Dad had then looked through the list of mathematical functions built into the Vic-20 and said in disbelief, “This is a real computer!”
It took most of the summer, but I had finally convinced him that my purchase was more than just a time-wasting game machine. I felt if I told Dad about Sprites and the new SID chip, I might make him return to his original viewpoint! Neither of those features of the Commodore 64 would have affected doing linear regression lines and problems of his like that.
My own attitude on computer games was contradictory. I was fanatical about getting through the electrical engineering program. I had not been too good of a student until my last two years of high school, so I knew I had an uphill battle. To succeed, I stopped reading most novels. I came close to stopping watching television.
After I found out that I was not to have a summer job in 1982, I stopped putting quarters in videogames. Although there were rare exceptions, I have hardly ever plugged my own quarters into videogames since then!
Although we would not play them, Alan and I would go see the latest games to see what was going on with graphics and sound. Scott Bille, Dan Main, and Richard Knowles were far more likely to actually toss in a quarter and play. Like me, Alan wanted to see what the new games did, but not really play them.
Videogames on my Vic-20 were different. I mentioned I did not own any game cartridges then. (I do now in 2006. I bought a bunch off eBay, like Donkey Kong and Defender, often for just the cost of shipping. This is false nostalgia, because I could not afford any game cartridges back in my undergrad years!)
However, not all videogames for the Vic-20 were on cartridges. Some were programs that I could load off tape.
Various computer magazines of that era had type-in programs. While some of these programs were utilities, many were games. I think in the end I spent more time typing in and then debugging games from the magazines then I did playing them!
I firmly believe that the number of videogames I did play as an undergraduate did me no perceptible harm. In similar fashion, I did not actually read no novels whatsoever, but did make it through one or two a semester. I think that did no harm either. If I had kept my high school habit of reading one or two novels every week, that would likely have took so much time to greatly harm my academic performance.
I could see in others what my Dad had feared about videogames. Some students I saw did sink into a time trap of videogames. However, I saw even more sink into a time trap of excessive television watching, so I am not sure how much blame videogames really deserve on their own.

▶ **Collected data**
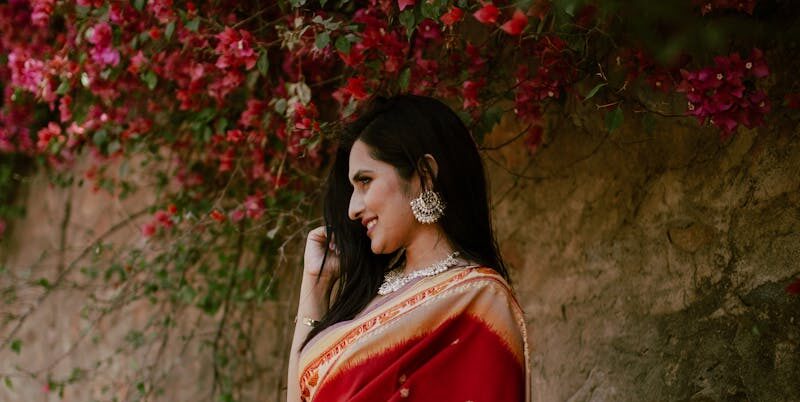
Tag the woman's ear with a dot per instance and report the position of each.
(428, 169)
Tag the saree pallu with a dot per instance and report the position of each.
(458, 336)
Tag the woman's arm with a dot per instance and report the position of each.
(313, 303)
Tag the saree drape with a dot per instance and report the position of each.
(458, 336)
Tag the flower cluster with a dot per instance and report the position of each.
(726, 94)
(710, 6)
(553, 71)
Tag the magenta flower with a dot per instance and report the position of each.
(235, 49)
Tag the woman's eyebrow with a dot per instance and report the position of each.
(359, 175)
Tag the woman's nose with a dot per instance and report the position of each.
(356, 206)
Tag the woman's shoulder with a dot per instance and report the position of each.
(480, 277)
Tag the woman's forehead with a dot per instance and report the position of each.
(360, 158)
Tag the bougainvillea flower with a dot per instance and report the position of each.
(470, 93)
(251, 116)
(452, 16)
(235, 49)
(516, 24)
(217, 216)
(137, 62)
(402, 4)
(756, 64)
(429, 29)
(254, 205)
(355, 87)
(487, 14)
(721, 95)
(148, 229)
(42, 9)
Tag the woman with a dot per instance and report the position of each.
(420, 308)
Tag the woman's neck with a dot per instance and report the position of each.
(428, 247)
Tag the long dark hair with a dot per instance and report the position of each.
(400, 131)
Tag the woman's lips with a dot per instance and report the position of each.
(371, 225)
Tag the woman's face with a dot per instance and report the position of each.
(380, 201)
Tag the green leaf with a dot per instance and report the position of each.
(280, 106)
(430, 10)
(169, 30)
(405, 77)
(594, 90)
(193, 25)
(151, 79)
(263, 63)
(614, 119)
(648, 123)
(342, 44)
(322, 40)
(407, 20)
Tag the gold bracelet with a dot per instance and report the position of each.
(307, 321)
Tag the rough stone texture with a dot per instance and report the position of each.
(651, 267)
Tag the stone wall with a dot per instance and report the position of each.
(651, 266)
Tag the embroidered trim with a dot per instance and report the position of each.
(310, 375)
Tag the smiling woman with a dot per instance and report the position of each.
(421, 307)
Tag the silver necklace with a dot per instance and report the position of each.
(395, 279)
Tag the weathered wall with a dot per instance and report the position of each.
(651, 267)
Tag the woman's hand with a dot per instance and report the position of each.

▶ **WHAT YOU NEED TO DO**
(1) Transcribe the Vic-20 passage word for word, starting with "Although we would" and going on through "my undergrad years!)".
(2) Pick up the Vic-20 passage after its last sentence and keep writing.
None of these items is needed.

▶ **IN RESPONSE**
(1)
Although we would not play them, Alan and I would go see the latest games to see what was going on with graphics and sound. Scott Bille, Dan Main, and Richard Knowles were far more likely to actually toss in a quarter and play. Like me, Alan wanted to see what the new games did, but not really play them.
Videogames on my Vic-20 were different. I mentioned I did not own any game cartridges then. (I do now in 2006. I bought a bunch off eBay, like Donkey Kong and Defender, often for just the cost of shipping. This is false nostalgia, because I could not afford any game cartridges back in my undergrad years!)

(2)
At any rate, there was much less temptation to spend too much time with the games available on the Vic-20 compared to what later came out for the Commodore 64 when the games took truly advantage of the features of the new computer that Alan was telling me about. Some of the Commodore 64 games that came out a few years later were incredible!
However, Alan then let me know that yet again, I was not seeing the big picture. I was still missing the main advantage of the Commodore 64 over the Vic-20.
It turns out there really is one important but subtle difference between the Motorola 6510 processor in the Commodore 64 as compared to the Motorola 6502 in the Vic-20. The 6502 was also in many other personal computers of the eight-bit era.
Something was done inside the 6510 so that while the processor initially addressed a ROM chip, it could be switched to address RAM instead in the same address space.
Let me start with a simple example. The character set was loaded in ROM. Each letter was on that machine made of a grid of pixels that was eight-by-eight. A capital letter I might be made as below. Imagine everywhere there is a 0 it is empty and every place there is a 1 is a dark square. Can you see the figure I?
00111100
00011000
00011000
00011000
00011000
00011000
00111100
00000000
Therefore, to define what the “I” looks like takes eight bytes. The pattern of ones and zeros gives the letter its shape.
On the Commodore 64, you can copy the character ROM over to RAM that is in exactly the same address space! Then, by setting something else, you can switch the microprocessor from reading the ROM to reading the RAM at the same address space instead. It took the 6510 microprocessor to do that.
If all you did was copy the ROM to the RAM, then things still work exactly the same way. Nothing has yet changed. Each “I” will still look like an “I.”
You cannot change a ROM without physically changing the chip itself in the circuit board. RAM can be easily changed with software. You can make the “I” turn into any shape you want by changing what is in the character set after you copied it from ROM to RAM.
This can be done on the Commodore 64 without any sacrifice at all in the amount of RAM that the BASIC computer language sees. When a letter gets put to the screen, it just puts up what the character set map tells it to put up. Because of the neat feature of copying the ROM to RAM then the microprocessor using the RAM in the exact same address space, no sacrifice in memory has to be made to redefine the character set.
The character set in the Vic-20 could be redefined as well, but the crucial difference is it will sacrifice already scant RAM memory space! What one would do in the Vic-20 is copy the information in the area of address space where the ROM sits to an area of address space where there is RAM. Then, one sets some pointers that tells the microprocessor were to find the character set to the new space off in RAM. RAM and ROM on the Vic-20 could not be at the very same address space.
So, it works to do this on the Vic-20, but it eats away your otherwise available RAM. You cannot have RAM and ROM sit at exactly the same address space, then switch the microprocessors between them like on the Commodore 64. The 6502 simply will not do that, although the 6510 will.
So, on the Commodore 64, you could if you wanted switch the included character set for, say, an italics font that you created, without any apparent cost to you in available RAM.
Alan excitedly explained that this did not just apply to the character set. The same technique could be used for the included BASIC language and for the operating system.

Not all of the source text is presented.